_КОРОТКОЕ ЗАДАНИЕ A:_
Определите, согласуется ли с текстом о поэтике Блажеевского каждое утверждение: (i) в стихотворении 1977 года поэт увидел себя победителем после гибели режима; (ii) за картиной заброшенной стройки социализма просвечивает вавилонская башня; (iii) говорные стихи написаны вольными ямбами или почти блоковскими верлибрами. На каждое ответьте «да» или «нет» и приведите точную цитату, которая это решает.
_КОРОТКОЕ ЗАДАНИЕ B:_
Допишите следующую часть текста о поэтике Блажеевского, начав сразу после его последнего предложения.

_ЦИТИРУЕМЫЙ ТЕКСТ:_

***

Поэтика Блажеевского полна контрастов. В одних стихах напряжение между романсовой напевностью (как тепло души, отогревающей, очеловечивающей холодное время), раскатанными размерчиками — и собственным многозначным, цепляющим, замедляющим чтение словом. Другой полюс — это говорные стихи, вольными ямбами или почти блоковскими верлибрами которых написаны жесткие короткие истории, допустим, из армейской жизни, о наложнице Берии... Стихи то метафоричны, то предельно конкретны, хотя и не без символики, — вот за обычной картиной заброшенной стройки социализма просвечивает вавилонская башня, “Что уперлась в небесную твердь / Арматурою и кирпичами”. Стремление преодолеть предметность находим в замечательном споре с мандельштамовским антисимволистским манифестом “Нет, не луна, а светлый циферблат...”: “Потом я взял обычный циферблат, / Который равнодушен и усат / И проявляет к нам бесчеловечность, / Не продлевая жалкие часы, / И оторвал железные усы, / Чтоб в пустоте лица увидеть вечность”. Фокусировка взгляда то на близком, то на столь дальнем, какое мало кто мог тогда предсказать. Удивляет убежденность, с которой в стихотворении 1977 года Блажеевский прописал гибель режима, но увидел себя вовсе не победителем. Все сбылось, и “поэт-вертопрах” ушел вместе с эпохой.

***

_ЗАПИСИ:_
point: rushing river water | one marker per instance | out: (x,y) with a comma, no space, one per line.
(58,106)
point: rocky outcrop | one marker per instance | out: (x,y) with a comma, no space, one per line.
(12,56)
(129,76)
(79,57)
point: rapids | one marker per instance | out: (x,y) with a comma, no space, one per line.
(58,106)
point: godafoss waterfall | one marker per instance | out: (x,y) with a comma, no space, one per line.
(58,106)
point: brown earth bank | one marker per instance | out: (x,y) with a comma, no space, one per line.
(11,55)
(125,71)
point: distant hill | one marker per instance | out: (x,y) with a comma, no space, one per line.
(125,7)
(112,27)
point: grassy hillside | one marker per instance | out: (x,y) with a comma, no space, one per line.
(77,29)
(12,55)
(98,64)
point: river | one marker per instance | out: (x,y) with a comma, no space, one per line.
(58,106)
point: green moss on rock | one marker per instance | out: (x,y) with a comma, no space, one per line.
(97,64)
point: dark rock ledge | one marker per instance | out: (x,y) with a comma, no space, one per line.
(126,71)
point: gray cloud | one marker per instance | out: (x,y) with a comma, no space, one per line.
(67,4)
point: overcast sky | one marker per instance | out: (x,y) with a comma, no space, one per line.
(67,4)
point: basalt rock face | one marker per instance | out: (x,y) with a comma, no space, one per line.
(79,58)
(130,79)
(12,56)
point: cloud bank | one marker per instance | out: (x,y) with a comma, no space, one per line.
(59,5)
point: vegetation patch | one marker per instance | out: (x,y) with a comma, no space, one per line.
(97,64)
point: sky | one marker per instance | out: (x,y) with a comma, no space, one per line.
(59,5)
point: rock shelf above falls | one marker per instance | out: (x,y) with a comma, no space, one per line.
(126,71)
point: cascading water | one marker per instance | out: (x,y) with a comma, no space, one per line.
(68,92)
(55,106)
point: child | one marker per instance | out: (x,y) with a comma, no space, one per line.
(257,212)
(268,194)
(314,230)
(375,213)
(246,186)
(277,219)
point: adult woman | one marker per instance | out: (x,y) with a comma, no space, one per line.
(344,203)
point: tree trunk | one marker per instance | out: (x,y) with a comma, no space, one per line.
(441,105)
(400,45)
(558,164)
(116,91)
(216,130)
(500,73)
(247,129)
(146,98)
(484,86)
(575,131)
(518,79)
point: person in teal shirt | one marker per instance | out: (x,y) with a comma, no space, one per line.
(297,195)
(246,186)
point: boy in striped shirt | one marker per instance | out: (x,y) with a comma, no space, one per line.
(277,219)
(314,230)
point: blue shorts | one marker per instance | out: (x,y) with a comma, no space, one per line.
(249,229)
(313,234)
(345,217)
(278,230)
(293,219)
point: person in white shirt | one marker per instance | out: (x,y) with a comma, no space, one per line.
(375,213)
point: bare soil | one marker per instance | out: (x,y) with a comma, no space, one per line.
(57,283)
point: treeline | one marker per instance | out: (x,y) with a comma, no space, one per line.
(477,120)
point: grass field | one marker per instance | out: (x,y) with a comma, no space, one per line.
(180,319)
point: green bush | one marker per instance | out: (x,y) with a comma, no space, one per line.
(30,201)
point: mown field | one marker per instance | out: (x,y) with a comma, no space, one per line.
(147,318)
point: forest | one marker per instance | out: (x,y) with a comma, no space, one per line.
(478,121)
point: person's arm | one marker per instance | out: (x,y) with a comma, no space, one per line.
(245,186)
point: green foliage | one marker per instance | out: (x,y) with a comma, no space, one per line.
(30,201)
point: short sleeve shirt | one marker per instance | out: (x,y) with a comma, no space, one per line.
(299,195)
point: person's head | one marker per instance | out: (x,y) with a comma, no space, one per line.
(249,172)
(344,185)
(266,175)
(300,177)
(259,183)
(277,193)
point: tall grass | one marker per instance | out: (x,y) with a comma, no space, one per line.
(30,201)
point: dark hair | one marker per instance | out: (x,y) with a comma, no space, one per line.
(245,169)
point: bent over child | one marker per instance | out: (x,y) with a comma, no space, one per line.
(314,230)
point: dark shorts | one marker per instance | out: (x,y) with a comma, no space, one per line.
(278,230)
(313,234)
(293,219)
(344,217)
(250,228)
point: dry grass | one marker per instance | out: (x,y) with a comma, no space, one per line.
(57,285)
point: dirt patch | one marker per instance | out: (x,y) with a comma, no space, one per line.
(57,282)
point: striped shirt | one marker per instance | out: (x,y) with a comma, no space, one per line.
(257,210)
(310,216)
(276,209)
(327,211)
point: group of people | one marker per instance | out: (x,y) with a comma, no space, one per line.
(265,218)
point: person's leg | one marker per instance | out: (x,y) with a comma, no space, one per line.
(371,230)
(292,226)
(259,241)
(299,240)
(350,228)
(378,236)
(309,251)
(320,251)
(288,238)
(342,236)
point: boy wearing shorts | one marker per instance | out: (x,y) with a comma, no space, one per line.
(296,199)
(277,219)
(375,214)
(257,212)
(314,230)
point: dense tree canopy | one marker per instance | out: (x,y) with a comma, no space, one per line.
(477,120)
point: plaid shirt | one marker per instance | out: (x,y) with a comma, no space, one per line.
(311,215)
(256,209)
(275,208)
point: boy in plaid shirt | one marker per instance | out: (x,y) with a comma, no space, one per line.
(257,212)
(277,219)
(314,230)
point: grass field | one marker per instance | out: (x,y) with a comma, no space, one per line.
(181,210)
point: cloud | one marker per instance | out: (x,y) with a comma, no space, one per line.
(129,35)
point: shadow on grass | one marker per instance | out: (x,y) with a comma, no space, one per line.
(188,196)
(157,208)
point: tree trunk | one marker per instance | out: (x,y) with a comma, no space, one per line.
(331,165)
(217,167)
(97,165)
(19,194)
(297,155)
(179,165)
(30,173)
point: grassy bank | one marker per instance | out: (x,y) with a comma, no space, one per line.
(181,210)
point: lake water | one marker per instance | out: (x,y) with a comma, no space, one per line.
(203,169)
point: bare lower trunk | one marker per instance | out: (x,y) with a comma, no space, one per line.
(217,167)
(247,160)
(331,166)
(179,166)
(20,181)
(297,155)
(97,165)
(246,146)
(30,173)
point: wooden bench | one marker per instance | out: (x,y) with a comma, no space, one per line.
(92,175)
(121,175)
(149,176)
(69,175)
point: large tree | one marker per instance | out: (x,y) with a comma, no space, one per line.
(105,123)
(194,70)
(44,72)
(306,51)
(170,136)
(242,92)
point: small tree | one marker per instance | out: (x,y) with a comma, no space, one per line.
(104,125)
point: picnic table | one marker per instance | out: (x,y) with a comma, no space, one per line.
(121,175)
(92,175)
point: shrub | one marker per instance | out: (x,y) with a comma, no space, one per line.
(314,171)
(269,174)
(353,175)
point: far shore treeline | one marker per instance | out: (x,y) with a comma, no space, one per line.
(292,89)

***

_РЕЗУЛЬТАТ УПРАЖНЕНИЯ A:_
(i) Нет: «но увидел себя вовсе не победителем».
(ii) Да: «вот за обычной картиной заброшенной стройки социализма просвечивает вавилонская башня».
(iii) Да: «вольными ямбами или почти блоковскими верлибрами которых написаны жесткие короткие истории».

_РЕЗУЛЬТАТ УПРАЖНЕНИЯ B:_
И когда колченогий режим, покачнувшись, осядет со скрипом,

То былой диссидент или бывший поэт-вертопрах

На развалинах родины нашей поставит постскриптум:

Только прах от разграбленной жизни остался, лишь пепел да прах.

 

Александр Сорокин. Обратная перспектива. М., Издательское содружество А. Богатых и Э. Ракитской, 2005, 208 стр.

Четвертая книга поэта, в которую вошли предыдущие сборники и новые стихи. Александр Сорокин всю жизнь строит один дом, добавляя к нему год за годом очередные кирпичики. Предпочитает строгую классическую метрику и строфику, крайний аскетизм в средствах и прямое высказывание. Заметные в его стихах ориентиры — Е. Баратынский и И. Анненский, поздний Ф. Сологуб, а в ранних стихах — Пастернак (тоже поздний). Традиционны и темы: трудный путь поэта, чей голос негромок, тихая молитва, благодать чуткой любви. Что важно, Сорокин воспроизводит классическую форму не механически, не пытается стилизовать, но мыслит и говорит в этом замедленном темпоритме. Иногда возникает чувство, будто уже читал то или иное его стихотворение, но забыл, у какого стародавнего, не слишком известного, но вполне достойного поэта.

Есть место тихое в моем родном краю,

где я потерянным себя не сознаю

и все готов принять без оговорок;

где непритворно близок и знаком

мне каждый куст и низенький пригорок

в часы прогулок медленных пешком.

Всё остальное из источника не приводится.